------ Entries provided ------
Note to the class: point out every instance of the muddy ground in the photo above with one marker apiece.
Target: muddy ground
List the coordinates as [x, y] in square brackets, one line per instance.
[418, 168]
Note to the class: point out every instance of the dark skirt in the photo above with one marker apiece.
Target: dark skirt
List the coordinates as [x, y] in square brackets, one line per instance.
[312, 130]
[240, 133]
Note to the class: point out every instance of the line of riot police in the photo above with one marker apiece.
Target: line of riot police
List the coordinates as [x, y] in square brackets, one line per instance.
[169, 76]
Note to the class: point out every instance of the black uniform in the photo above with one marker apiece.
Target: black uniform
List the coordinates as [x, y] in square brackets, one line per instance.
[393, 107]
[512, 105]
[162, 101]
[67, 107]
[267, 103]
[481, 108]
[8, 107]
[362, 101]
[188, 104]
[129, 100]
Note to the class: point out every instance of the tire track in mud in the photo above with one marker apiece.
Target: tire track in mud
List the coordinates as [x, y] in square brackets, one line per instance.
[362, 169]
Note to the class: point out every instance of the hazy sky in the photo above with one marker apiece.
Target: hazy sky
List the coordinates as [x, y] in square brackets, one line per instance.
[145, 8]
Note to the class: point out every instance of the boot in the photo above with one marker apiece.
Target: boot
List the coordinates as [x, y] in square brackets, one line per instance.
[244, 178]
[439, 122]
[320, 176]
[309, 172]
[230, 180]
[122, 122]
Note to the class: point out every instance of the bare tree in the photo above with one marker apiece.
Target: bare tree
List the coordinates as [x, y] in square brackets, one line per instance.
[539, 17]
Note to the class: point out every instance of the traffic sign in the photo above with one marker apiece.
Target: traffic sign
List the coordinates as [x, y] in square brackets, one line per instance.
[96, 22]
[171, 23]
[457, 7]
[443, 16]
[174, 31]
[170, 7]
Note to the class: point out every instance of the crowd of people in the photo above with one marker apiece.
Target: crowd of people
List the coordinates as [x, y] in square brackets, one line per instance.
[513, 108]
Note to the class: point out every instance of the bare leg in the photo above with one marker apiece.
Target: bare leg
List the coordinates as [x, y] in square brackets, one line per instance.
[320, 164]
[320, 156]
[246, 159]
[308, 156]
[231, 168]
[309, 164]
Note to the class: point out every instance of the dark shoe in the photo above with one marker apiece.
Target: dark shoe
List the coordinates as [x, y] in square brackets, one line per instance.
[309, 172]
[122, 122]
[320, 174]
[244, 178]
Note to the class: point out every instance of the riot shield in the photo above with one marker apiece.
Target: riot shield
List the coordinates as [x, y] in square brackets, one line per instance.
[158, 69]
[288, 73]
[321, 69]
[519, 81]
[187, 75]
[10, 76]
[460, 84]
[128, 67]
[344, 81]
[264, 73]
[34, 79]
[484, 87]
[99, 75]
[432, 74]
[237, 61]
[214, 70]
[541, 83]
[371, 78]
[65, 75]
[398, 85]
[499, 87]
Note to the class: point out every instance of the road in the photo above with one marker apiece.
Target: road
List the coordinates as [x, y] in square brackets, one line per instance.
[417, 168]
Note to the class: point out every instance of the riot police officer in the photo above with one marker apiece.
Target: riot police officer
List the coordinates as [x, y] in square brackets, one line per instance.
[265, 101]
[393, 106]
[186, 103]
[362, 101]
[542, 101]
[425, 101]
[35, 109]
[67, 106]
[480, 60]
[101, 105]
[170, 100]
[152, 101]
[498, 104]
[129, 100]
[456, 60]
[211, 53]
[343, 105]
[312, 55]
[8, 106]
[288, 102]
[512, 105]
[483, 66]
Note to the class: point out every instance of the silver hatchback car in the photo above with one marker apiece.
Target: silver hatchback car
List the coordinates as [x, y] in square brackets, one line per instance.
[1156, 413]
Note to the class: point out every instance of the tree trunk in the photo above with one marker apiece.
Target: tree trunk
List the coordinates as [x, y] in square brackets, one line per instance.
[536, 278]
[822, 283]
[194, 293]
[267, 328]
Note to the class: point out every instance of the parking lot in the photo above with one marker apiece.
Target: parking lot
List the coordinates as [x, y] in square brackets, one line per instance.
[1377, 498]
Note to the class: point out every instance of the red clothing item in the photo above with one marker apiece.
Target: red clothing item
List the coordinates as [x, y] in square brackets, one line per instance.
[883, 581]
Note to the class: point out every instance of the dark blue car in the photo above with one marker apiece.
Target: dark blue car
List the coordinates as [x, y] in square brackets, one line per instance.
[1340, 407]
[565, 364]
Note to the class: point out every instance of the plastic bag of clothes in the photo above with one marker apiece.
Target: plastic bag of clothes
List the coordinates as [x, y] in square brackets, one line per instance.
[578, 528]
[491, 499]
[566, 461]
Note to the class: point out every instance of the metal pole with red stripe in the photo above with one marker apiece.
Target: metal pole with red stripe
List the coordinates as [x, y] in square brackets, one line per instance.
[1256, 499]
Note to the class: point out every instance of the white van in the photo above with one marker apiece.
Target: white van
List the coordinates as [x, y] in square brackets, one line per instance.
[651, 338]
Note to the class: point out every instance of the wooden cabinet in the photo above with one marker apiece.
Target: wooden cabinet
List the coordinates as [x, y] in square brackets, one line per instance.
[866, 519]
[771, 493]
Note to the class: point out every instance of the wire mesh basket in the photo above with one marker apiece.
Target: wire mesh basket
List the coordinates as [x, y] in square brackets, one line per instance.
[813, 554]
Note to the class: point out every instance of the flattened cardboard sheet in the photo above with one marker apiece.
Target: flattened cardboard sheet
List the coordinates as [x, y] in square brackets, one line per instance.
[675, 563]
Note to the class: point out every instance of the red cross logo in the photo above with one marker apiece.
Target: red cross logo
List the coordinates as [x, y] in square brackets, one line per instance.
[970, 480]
------
• Exercise brief: Print out all the entries precisely as written.

• Task response:
Note to the class: point out every instance of the muddy ground in the photo above with one marker apiece.
Target: muddy ground
List the coordinates as [x, y] in square brackets, one line per instance.
[418, 168]
Note to the class: point out every instance of the dark skirt in the photo above with one marker apiece.
Target: dark skirt
List the coordinates as [x, y] in square brackets, one line per instance.
[312, 130]
[240, 133]
Note to the class: point out every instance of the line of riot police in the photo above with one marker apiece.
Target: line of riot police
List the coordinates as [x, y] in square brackets, one line per instance.
[169, 76]
Note to the class: point out every instance of the black uniform in the photo above with one marker apiece.
Target: black uniform
List the coordinates as [x, y] in square brackets, one line per instance.
[393, 107]
[512, 105]
[162, 101]
[67, 107]
[267, 103]
[481, 108]
[8, 107]
[362, 101]
[188, 104]
[129, 100]
Note to the class: point out every instance of the tire track in mud in the photo above with one marker apiece.
Target: tire track in mud
List the coordinates as [x, y] in square brackets, one line per instance.
[362, 169]
Note to the class: point out every instance of the hazy sky in the photo above with one marker apiece.
Target: hazy sky
List the coordinates as [x, y] in square brackets, one line per instance.
[145, 8]
Note to the class: point out every instance of the boot in the photo above with one marker apiece.
Target: boot
List the coordinates as [x, y] in square brackets, one line per instance.
[244, 178]
[439, 122]
[320, 176]
[309, 172]
[230, 180]
[122, 122]
Note to the class: point out every instance of the bare tree in the photo above with one marker apiece.
Target: bare tree
List the coordinates as [x, y] in square brackets, one line per instance.
[539, 17]
Note to the class: point out every instance of the traffic sign in the photo above with one marker apiece.
Target: traffic sign
List the coordinates as [x, y] in square brackets, one line per instance.
[96, 22]
[171, 23]
[457, 7]
[443, 16]
[174, 31]
[170, 7]
Note to the class: point out every instance of the crowd of people in the photo above with one marker apiece.
Target: crowd of people
List the coordinates as [x, y] in square brackets, one line per instance.
[513, 108]
Note to the class: point out every instance of the bare leg in the photo above with one marker apiece.
Target: bare leg
List the coordinates as [x, y] in square brackets, one line per instance.
[320, 164]
[320, 156]
[246, 159]
[308, 156]
[231, 168]
[309, 164]
Note to the class: point out every instance of the dark shoe in the photo above with one marker apiece.
Target: dark shoe
List the coordinates as [x, y] in square brackets, one line per instance.
[309, 172]
[122, 122]
[320, 174]
[244, 178]
Note to the class: point out every instance of the riot shield in the photo above with one marker apiece.
Target: riot shield
List the coordinates as [x, y] in square brackets, one line per instance.
[158, 69]
[288, 73]
[321, 69]
[519, 81]
[187, 75]
[10, 76]
[460, 84]
[128, 67]
[344, 81]
[264, 73]
[34, 79]
[484, 87]
[99, 75]
[432, 74]
[237, 61]
[214, 70]
[541, 83]
[371, 78]
[65, 75]
[398, 85]
[499, 87]
Note to the class: point out every instance of the road in the photo above with one marker apiece.
Target: road
List the coordinates as [x, y] in square brackets, one line per instance.
[417, 168]
Note to the class: point out every instance of the riot police officer in the photo above with one marker apiece.
Target: riot police officer
List the coordinates as [x, y] in square brackets, one line per instance.
[265, 101]
[393, 106]
[186, 103]
[362, 101]
[542, 101]
[425, 101]
[35, 109]
[67, 106]
[480, 60]
[101, 105]
[170, 100]
[152, 101]
[498, 104]
[129, 100]
[456, 60]
[211, 53]
[343, 105]
[312, 55]
[8, 106]
[288, 102]
[512, 105]
[483, 66]
Note to the class: point out every instance of the silver hatchback car in the photo above with one marker apiece.
Target: silver hatchback car
List the coordinates as [x, y] in square brackets, one line per instance.
[1156, 413]
Note to the class: point out every instance of the tree trunk in the photo above with one marker apiece.
Target: tree trunk
List the coordinates as [x, y] in square brackets, one line per instance.
[536, 278]
[822, 283]
[194, 293]
[267, 328]
Note to the class: point out every instance of the parking lot in the photo above with one marker apiece.
Target: parking lot
List the coordinates as [x, y] in square brackets, one line per instance.
[1377, 498]
Note to the class: point out every instance of the red clothing item in the photo above with one marker apiece.
Target: red clothing item
List the coordinates as [x, y] in square brackets, one line per instance.
[883, 581]
Note to the class: point out every instance of the dark blue car in the photo above with one marker apiece.
Target: dark blue car
List the coordinates as [x, y] in square brackets, one line per instance.
[1340, 407]
[565, 364]
Note to the class: point out every instance of the plastic bag of clothes in the photo above with one marker apiece.
Target: plastic bag of clothes
List the coordinates as [x, y] in square brackets, one line per instance.
[578, 528]
[491, 499]
[566, 461]
Note to the class: point out every instance of the metal pole with red stripe in the photo above with one marker apiece.
Target: metal pole with red stripe
List the coordinates as [x, y] in square brackets, one line per instance.
[1256, 499]
Note to the class: point out every instance of the white van in the photo above with one marker apiece.
Target: white van
List the coordinates as [x, y] in square brackets, one line per instance.
[651, 338]
Note to the class: point out every instance of the wooden cabinet in the photo above with one marker apiece.
Target: wooden cabinet
List the coordinates as [x, y] in square brackets, one line per instance.
[866, 519]
[771, 493]
Note to the class: point out every instance of the wire mesh basket in the photo above with one marker apiece.
Target: wire mesh basket
List the coordinates as [x, y] in square brackets, one line per instance.
[813, 554]
Note to the class: point out every instance of the flattened cardboard sheet in the photo above with one marker apiece.
Target: flattened cardboard sheet
List the coordinates as [x, y] in square brackets, one line per instance.
[675, 563]
Note to the class: point out every instance of the red cross logo in the photo above with one marker apiece.
Target: red cross logo
List the coordinates as [x, y] in square brackets, one line per instance.
[970, 480]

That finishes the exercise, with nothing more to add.